Input records
--- BEGIN ---
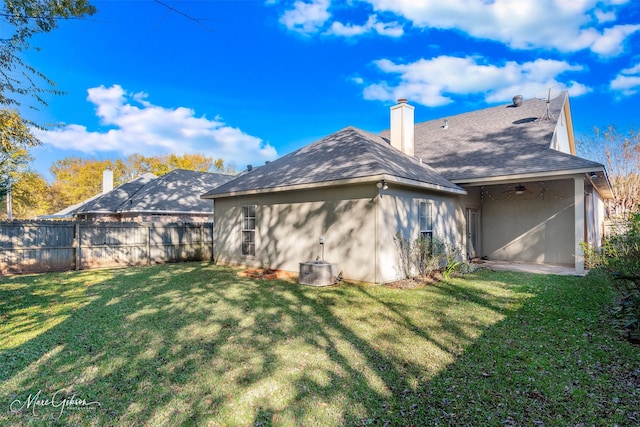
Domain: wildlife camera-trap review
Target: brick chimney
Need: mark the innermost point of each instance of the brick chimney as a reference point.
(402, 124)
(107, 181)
--- END ---
--- BEGIN ---
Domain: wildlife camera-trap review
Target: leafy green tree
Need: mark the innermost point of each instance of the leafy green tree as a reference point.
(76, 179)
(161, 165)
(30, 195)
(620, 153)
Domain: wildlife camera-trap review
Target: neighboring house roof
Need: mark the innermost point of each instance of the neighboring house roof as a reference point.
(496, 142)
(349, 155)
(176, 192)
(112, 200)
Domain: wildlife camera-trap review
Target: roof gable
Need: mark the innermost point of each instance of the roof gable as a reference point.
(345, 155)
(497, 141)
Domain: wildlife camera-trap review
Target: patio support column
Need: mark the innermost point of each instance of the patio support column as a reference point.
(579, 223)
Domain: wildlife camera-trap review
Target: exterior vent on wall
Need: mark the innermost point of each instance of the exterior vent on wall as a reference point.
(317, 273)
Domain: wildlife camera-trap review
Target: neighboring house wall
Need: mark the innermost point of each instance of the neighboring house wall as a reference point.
--- END ---
--- BEGIN ---
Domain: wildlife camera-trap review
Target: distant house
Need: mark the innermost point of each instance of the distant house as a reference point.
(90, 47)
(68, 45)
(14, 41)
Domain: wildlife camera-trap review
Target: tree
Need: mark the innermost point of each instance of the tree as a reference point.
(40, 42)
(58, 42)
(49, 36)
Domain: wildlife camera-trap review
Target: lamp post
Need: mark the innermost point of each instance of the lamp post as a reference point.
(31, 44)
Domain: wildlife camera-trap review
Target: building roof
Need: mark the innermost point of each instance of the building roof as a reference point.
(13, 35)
--- END ---
Please count the lines in the records above that contain the string "house", with case counting, and give only that number.

Task answer
6